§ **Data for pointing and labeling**
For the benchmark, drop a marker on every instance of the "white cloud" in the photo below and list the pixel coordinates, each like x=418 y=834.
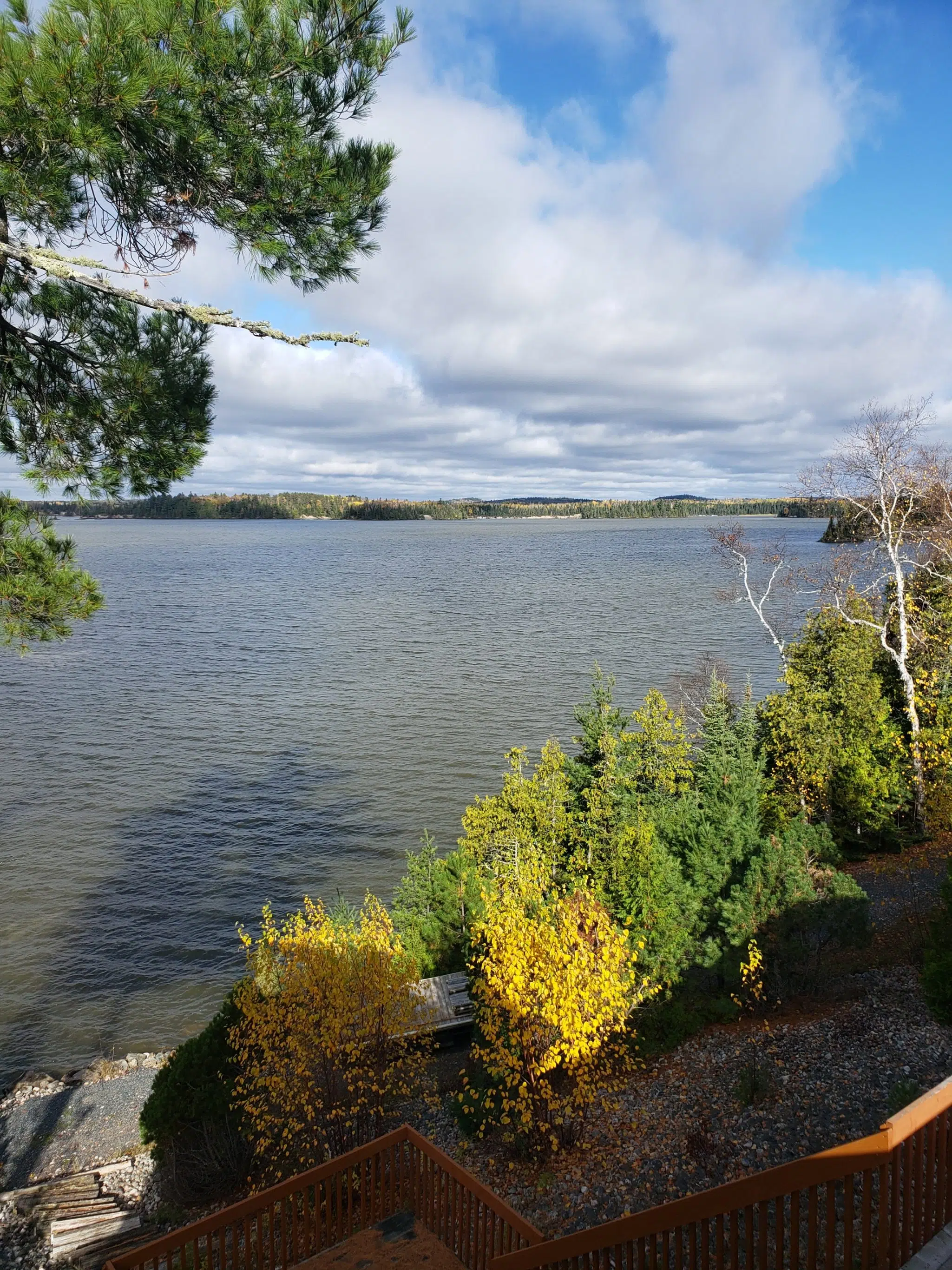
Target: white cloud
x=757 y=110
x=540 y=323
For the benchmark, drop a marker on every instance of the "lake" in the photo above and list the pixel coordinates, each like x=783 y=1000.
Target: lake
x=276 y=708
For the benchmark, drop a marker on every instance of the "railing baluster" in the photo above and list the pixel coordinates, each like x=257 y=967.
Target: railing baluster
x=930 y=1210
x=779 y=1210
x=895 y=1210
x=795 y=1231
x=848 y=1222
x=812 y=1229
x=831 y=1255
x=866 y=1229
x=918 y=1222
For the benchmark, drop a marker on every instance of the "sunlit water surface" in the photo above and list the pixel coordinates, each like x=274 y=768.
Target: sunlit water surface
x=276 y=708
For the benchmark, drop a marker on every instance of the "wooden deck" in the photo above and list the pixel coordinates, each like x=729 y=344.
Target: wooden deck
x=399 y=1243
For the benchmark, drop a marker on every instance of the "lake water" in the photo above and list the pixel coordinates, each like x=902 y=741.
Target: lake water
x=276 y=708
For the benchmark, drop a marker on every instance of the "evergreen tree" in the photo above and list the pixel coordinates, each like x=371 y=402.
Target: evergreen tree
x=134 y=125
x=937 y=964
x=434 y=906
x=834 y=750
x=41 y=589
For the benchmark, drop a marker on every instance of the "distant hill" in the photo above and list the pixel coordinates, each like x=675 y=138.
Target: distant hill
x=349 y=507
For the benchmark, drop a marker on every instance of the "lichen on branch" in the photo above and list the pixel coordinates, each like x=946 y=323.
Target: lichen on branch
x=69 y=270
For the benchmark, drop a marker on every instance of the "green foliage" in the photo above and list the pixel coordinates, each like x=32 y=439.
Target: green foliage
x=349 y=507
x=134 y=125
x=833 y=746
x=433 y=907
x=937 y=964
x=668 y=1021
x=188 y=1118
x=528 y=827
x=715 y=831
x=802 y=935
x=41 y=589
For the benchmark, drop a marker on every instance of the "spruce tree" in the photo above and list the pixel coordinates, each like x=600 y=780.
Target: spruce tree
x=134 y=126
x=41 y=589
x=833 y=745
x=433 y=907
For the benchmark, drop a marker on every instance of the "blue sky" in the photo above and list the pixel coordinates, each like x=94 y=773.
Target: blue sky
x=635 y=247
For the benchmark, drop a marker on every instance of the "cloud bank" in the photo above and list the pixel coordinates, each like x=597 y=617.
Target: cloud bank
x=549 y=322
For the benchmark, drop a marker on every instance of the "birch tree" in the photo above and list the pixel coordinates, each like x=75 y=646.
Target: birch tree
x=893 y=489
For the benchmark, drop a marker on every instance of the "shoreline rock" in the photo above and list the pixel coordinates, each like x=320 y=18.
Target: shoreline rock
x=40 y=1085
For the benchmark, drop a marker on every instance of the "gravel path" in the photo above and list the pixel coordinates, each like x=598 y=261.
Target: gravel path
x=681 y=1127
x=74 y=1130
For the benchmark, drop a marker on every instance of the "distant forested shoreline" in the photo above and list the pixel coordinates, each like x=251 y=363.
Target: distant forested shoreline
x=346 y=507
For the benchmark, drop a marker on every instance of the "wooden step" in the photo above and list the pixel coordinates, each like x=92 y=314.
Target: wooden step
x=73 y=1235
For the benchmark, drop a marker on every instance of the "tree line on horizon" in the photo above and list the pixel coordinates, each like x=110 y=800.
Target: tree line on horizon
x=352 y=507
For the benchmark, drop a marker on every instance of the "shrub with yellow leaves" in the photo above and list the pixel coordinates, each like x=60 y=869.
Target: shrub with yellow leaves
x=323 y=1038
x=555 y=982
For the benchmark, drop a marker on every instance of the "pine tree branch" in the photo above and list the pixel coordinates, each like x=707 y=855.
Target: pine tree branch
x=65 y=268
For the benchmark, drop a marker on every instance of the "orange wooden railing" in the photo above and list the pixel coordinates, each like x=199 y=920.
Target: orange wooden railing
x=306 y=1215
x=867 y=1206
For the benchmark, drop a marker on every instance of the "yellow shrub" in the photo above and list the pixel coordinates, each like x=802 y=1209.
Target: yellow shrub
x=555 y=983
x=322 y=1040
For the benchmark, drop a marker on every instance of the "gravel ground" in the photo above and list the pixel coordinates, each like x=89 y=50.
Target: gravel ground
x=73 y=1130
x=681 y=1127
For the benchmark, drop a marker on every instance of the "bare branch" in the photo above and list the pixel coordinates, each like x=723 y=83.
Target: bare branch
x=733 y=548
x=68 y=270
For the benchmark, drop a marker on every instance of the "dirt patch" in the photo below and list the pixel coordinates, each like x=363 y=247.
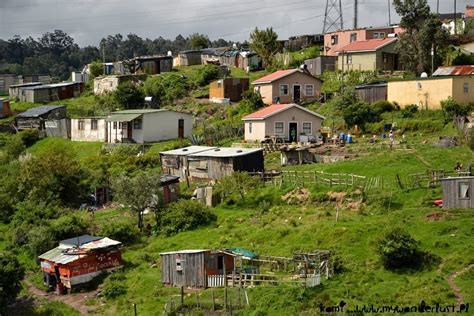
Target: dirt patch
x=297 y=196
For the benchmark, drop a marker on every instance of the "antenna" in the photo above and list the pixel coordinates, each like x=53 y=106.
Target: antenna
x=356 y=13
x=333 y=16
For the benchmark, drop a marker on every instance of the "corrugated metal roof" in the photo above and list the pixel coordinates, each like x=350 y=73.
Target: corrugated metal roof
x=186 y=150
x=122 y=117
x=40 y=110
x=191 y=251
x=464 y=70
x=227 y=152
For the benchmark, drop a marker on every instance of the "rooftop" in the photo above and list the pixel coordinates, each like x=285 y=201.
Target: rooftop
x=275 y=109
x=367 y=46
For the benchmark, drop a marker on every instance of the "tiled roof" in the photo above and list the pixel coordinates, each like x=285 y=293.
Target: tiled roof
x=367 y=46
x=275 y=76
x=274 y=109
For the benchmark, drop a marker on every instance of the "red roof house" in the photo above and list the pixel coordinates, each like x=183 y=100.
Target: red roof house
x=78 y=260
x=372 y=55
x=288 y=86
x=287 y=122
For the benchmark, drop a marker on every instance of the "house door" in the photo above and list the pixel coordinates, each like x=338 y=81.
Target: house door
x=220 y=264
x=181 y=128
x=129 y=130
x=296 y=93
x=293 y=132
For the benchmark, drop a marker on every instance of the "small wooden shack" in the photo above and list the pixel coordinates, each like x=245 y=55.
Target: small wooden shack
x=228 y=88
x=78 y=260
x=199 y=162
x=196 y=268
x=458 y=192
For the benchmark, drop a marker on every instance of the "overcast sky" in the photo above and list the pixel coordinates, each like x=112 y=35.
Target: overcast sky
x=87 y=21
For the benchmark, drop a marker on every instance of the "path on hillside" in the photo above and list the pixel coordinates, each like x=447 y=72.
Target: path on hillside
x=76 y=301
x=457 y=291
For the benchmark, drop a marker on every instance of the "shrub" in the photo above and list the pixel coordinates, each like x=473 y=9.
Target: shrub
x=123 y=230
x=185 y=215
x=398 y=250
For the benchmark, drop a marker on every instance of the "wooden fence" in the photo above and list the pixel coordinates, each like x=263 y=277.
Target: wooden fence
x=302 y=178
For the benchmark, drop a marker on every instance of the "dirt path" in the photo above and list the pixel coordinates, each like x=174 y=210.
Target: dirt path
x=451 y=281
x=76 y=301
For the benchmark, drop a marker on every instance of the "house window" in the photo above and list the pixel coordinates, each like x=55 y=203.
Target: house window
x=353 y=37
x=379 y=34
x=283 y=89
x=309 y=90
x=279 y=128
x=464 y=190
x=307 y=128
x=137 y=124
x=93 y=125
x=349 y=59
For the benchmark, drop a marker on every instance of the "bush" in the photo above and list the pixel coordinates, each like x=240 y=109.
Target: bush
x=398 y=250
x=185 y=215
x=123 y=230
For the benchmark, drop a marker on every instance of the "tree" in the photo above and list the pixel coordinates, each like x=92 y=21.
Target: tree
x=129 y=95
x=96 y=68
x=138 y=192
x=423 y=31
x=265 y=44
x=199 y=41
x=11 y=274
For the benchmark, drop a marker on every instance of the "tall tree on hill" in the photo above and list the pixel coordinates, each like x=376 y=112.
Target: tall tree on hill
x=199 y=41
x=264 y=43
x=422 y=32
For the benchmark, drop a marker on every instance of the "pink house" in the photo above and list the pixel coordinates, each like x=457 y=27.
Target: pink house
x=335 y=41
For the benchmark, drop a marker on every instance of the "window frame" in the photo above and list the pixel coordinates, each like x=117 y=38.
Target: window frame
x=282 y=128
x=306 y=91
x=310 y=127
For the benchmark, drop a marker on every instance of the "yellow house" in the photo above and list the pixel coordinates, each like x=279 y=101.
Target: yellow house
x=372 y=55
x=427 y=93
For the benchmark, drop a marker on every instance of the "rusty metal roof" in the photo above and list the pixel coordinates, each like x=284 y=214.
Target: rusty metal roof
x=465 y=70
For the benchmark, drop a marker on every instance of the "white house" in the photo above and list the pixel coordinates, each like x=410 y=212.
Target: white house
x=147 y=126
x=288 y=122
x=89 y=129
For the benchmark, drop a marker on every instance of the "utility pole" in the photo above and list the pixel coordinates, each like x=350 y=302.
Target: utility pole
x=356 y=13
x=333 y=16
x=389 y=14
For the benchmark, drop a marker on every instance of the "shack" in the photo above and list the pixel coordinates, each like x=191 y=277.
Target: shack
x=50 y=119
x=458 y=192
x=228 y=89
x=372 y=92
x=196 y=162
x=196 y=268
x=78 y=260
x=51 y=92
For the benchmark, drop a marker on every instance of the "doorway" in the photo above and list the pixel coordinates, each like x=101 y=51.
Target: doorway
x=181 y=128
x=293 y=132
x=296 y=93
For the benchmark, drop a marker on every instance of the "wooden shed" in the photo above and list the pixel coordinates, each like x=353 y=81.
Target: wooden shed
x=458 y=192
x=372 y=92
x=196 y=268
x=196 y=162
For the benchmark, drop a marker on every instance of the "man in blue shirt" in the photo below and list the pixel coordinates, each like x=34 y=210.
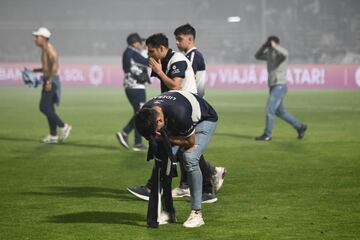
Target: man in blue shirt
x=276 y=58
x=191 y=131
x=135 y=78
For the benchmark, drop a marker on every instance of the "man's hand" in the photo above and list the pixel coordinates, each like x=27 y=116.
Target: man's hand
x=273 y=44
x=155 y=65
x=48 y=86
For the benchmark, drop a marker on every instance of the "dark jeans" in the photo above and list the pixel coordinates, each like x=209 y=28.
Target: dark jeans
x=137 y=98
x=207 y=171
x=47 y=107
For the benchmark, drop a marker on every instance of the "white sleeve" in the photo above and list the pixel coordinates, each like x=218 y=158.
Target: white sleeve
x=200 y=82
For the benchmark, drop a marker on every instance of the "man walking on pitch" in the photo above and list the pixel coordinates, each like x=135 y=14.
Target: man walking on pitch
x=213 y=177
x=135 y=70
x=50 y=94
x=276 y=58
x=192 y=131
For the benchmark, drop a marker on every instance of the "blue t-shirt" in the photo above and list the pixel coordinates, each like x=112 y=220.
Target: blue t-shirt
x=183 y=111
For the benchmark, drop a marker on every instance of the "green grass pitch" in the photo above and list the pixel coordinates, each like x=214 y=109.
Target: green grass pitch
x=283 y=189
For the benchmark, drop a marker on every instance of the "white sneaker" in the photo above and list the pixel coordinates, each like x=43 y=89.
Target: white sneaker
x=166 y=218
x=218 y=178
x=65 y=132
x=195 y=220
x=50 y=139
x=180 y=192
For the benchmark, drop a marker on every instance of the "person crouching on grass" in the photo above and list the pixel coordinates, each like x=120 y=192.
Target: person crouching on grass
x=189 y=122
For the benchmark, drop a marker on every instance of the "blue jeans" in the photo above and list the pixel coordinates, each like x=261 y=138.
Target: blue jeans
x=137 y=98
x=275 y=106
x=203 y=133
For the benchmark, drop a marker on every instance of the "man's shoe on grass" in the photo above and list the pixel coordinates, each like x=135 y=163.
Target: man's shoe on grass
x=166 y=218
x=218 y=178
x=49 y=139
x=139 y=147
x=65 y=132
x=301 y=131
x=263 y=137
x=209 y=198
x=141 y=192
x=123 y=139
x=180 y=192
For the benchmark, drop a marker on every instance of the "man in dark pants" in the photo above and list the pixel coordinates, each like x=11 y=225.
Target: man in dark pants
x=50 y=94
x=175 y=72
x=135 y=70
x=159 y=121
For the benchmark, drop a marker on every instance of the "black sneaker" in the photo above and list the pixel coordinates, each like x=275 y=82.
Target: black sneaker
x=139 y=147
x=263 y=137
x=123 y=139
x=209 y=198
x=141 y=192
x=301 y=131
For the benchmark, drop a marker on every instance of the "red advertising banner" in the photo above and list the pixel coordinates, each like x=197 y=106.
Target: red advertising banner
x=218 y=76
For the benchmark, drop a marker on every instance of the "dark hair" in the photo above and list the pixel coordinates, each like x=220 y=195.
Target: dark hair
x=185 y=29
x=133 y=38
x=145 y=122
x=157 y=40
x=273 y=38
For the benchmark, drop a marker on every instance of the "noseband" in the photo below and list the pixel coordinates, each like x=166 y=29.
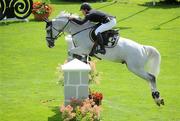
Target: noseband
x=59 y=31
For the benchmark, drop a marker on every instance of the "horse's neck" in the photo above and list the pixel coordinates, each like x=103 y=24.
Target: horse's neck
x=74 y=28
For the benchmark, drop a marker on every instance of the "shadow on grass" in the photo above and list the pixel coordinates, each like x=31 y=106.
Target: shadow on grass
x=57 y=115
x=160 y=5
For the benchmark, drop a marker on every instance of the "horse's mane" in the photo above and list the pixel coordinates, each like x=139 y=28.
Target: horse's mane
x=67 y=14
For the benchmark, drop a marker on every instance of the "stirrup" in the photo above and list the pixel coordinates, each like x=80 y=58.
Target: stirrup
x=102 y=51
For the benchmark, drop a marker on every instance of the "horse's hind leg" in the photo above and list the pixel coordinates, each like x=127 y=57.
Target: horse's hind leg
x=152 y=81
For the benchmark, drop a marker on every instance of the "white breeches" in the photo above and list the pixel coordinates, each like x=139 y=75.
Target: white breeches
x=106 y=26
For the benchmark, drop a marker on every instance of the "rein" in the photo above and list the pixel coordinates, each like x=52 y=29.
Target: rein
x=82 y=30
x=60 y=32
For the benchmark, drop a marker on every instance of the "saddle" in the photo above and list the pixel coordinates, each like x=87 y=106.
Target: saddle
x=110 y=37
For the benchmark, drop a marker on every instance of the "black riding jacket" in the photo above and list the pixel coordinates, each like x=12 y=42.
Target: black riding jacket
x=93 y=16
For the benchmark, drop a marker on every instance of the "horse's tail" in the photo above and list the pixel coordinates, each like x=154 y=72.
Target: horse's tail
x=154 y=60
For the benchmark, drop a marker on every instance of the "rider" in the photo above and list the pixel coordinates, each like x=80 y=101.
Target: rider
x=106 y=22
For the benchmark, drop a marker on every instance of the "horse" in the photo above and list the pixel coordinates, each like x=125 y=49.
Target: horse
x=142 y=60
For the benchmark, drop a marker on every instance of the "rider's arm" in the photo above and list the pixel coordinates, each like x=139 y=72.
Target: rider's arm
x=80 y=22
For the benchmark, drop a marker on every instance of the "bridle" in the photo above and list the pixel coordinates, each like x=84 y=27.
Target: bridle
x=60 y=32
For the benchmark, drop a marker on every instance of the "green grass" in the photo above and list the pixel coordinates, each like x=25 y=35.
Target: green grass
x=28 y=78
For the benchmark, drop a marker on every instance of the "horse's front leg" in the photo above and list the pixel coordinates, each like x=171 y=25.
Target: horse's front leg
x=155 y=94
x=79 y=53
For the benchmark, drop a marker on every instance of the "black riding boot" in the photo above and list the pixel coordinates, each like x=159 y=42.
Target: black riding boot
x=101 y=43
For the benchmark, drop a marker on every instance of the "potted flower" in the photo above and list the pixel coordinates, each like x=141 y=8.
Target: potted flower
x=41 y=10
x=97 y=97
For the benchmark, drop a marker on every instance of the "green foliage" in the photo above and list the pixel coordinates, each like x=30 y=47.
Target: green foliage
x=27 y=67
x=171 y=1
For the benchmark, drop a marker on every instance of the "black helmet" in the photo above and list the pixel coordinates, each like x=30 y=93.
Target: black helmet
x=85 y=6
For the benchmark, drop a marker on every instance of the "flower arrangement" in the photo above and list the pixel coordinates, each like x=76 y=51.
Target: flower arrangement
x=41 y=10
x=85 y=110
x=97 y=97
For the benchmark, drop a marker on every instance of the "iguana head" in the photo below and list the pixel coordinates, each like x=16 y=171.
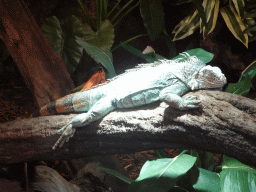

§ **Direction**
Convert the data starting at the line that contains "like x=251 y=363." and ending at the line that contains "x=346 y=507" into a two-column CSV with columns input and output, one row per input. Put each value in a single quoted field, with line breaks replaced by spaces.

§ **Written solution**
input,output
"For the benchmark, drop a marker on every instance of the ""distant forested shoreline"" in the photo above and list the pixel coordinates, each like x=251 y=363. Target: distant forested shoreline","x=346 y=507"